■ **Text passage**:
Quad Cities, IL/IA

Working with the community... for a healthier community.

Injured Golfers Return to the Course Quicker

Michael Dolphin, OD 

Submitted by the Mississippi Valley Surgery Center

Although golf is considered a low-risk sport, injuries can happen. According to the American Orthopedic Society for Sports Medicine (AOSSM), 60 percent of professional golfers and 40 percent of amateur golfers suffered either a traumatic or overuse injury while golfing over a two-year period.

Dr. Michael Dolphin, a board-certified and fellowship-trained spine surgeon with Orthopaedic Specialists, has seen his fair share of golf injuries — especially during the spring and summer months. Orthopaedic Specialists is located in the same complex as Mississippi Valley Surgery Center — the outpatient center where Dr. Dolphin performs many of his surgeries.

“As a spine surgeon, back pain is the most common complaint or injury that I see in patients who are avid golfers,” said Dr. Dolphin. “The second most common types of injuries that orthopedic surgeons see in golfers are injuries to the elbow and shoulder.”

While many of his patients’ back injuries can be treated with rest, anti-inflammatory medications, and physical therapy, there are some cases that require surgery.

When this is the case, Dr. Dolphin is uniquely qualified to perform a minimally invasive outpatient surgery that causes less damage to tissue and dramatically speeds up recovery time. As a graduate of the fellowship program in Spine Surgery at Sinai Hospital in Baltimore, Maryland, Dr. Dolphin learned many of the minimally invasive surgical techniques from some of the best spine surgeons in the country.

Golf Injuries to the Back
Back injuries can occur as a result of the quick and powerful rotation that occurs during the golf swing. Most of these injuries are simply muscle or ligament strains that usually get better in a few weeks with rest, nonsteroidal anti-inflammatory medications — such as aspirin and ibuprofen — and some simple strengthening exercises.

In some cases, more serious herniated disk injuries can occur. Shooting pain or tingling and numbness through the buttocks and legs are symptoms of a disc herniation of the lower spine, which can prevent golfers from using their lower body to establish a strong base for proper balance.

■ **Records provided**:
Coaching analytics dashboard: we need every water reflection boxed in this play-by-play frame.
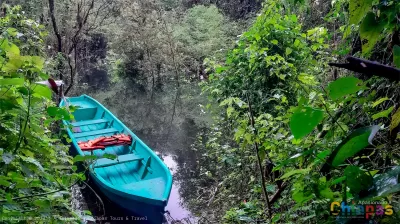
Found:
[160,155,196,223]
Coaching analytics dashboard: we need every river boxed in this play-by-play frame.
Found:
[72,86,205,224]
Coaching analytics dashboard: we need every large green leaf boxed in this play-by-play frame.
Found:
[360,12,385,55]
[33,85,51,99]
[290,107,324,139]
[72,155,97,163]
[372,97,389,107]
[328,77,362,100]
[47,107,71,120]
[389,107,400,132]
[363,166,400,199]
[344,166,373,194]
[393,45,400,68]
[321,125,379,172]
[349,0,372,25]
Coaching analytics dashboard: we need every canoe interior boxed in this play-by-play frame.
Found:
[61,95,172,204]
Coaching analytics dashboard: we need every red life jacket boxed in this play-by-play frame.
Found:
[78,134,132,151]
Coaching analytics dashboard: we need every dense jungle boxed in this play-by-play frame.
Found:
[0,0,400,224]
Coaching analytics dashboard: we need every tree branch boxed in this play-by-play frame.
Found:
[328,56,400,81]
[49,0,62,53]
[246,93,272,219]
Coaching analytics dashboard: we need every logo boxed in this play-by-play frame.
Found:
[330,201,393,219]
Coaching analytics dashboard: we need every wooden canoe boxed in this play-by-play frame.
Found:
[60,95,172,223]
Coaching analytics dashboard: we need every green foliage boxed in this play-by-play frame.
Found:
[174,5,234,60]
[328,77,361,100]
[189,0,400,223]
[290,107,324,139]
[0,7,81,222]
[393,45,400,68]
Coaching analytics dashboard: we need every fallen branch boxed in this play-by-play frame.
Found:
[269,182,289,205]
[207,186,218,207]
[328,56,400,81]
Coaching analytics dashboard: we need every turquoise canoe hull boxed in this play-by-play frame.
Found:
[60,95,172,223]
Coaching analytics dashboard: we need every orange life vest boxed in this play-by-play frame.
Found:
[78,134,132,151]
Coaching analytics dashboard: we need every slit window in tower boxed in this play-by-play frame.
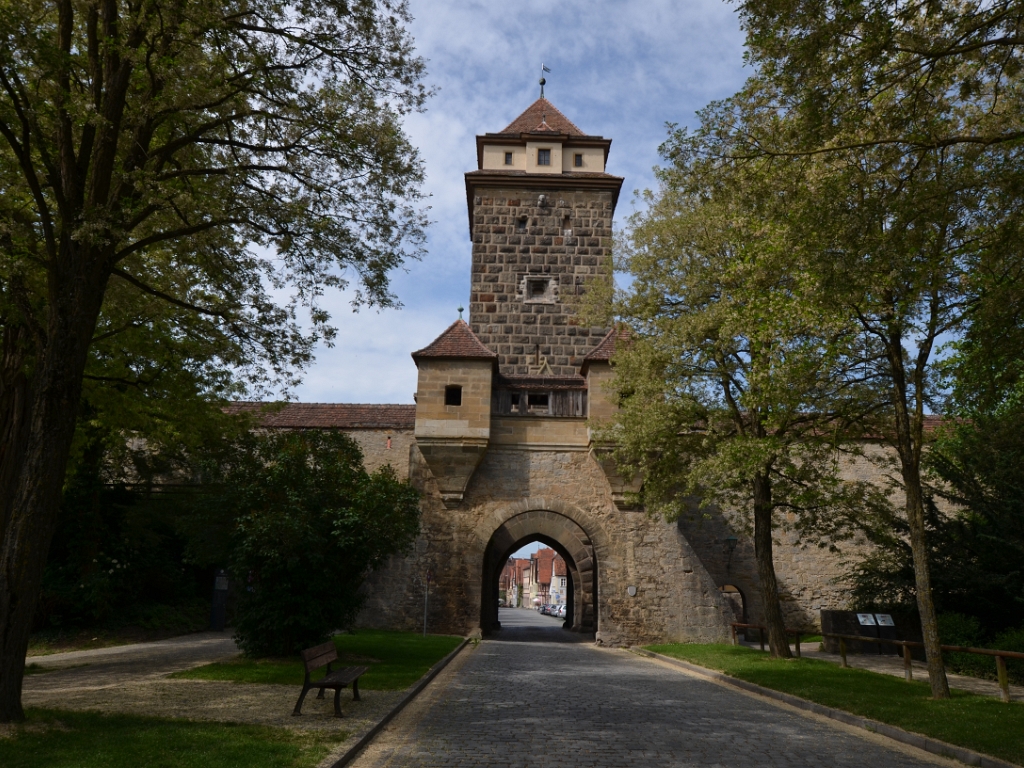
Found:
[523,278,554,302]
[444,386,462,406]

■ **Your tasks**:
#1 In the article on golf injuries, at which hospital did Dr. Dolphin complete his fellowship program in spine surgery?
#2 Render this sentence from the article on golf injuries in Spanish: "While many of his patients’ back injuries can be treated with rest, anti-inflammatory medications, and physical therapy, there are some cases that require surgery."

■ **Replies**:
#1 Sinai Hospital in Baltimore, Maryland.

#2 Si bien muchas de las lesiones de espalda de sus pacientes pueden tratarse con reposo, medicamentos antiinflamatorios y fisioterapia, hay algunos casos que requieren cirugía.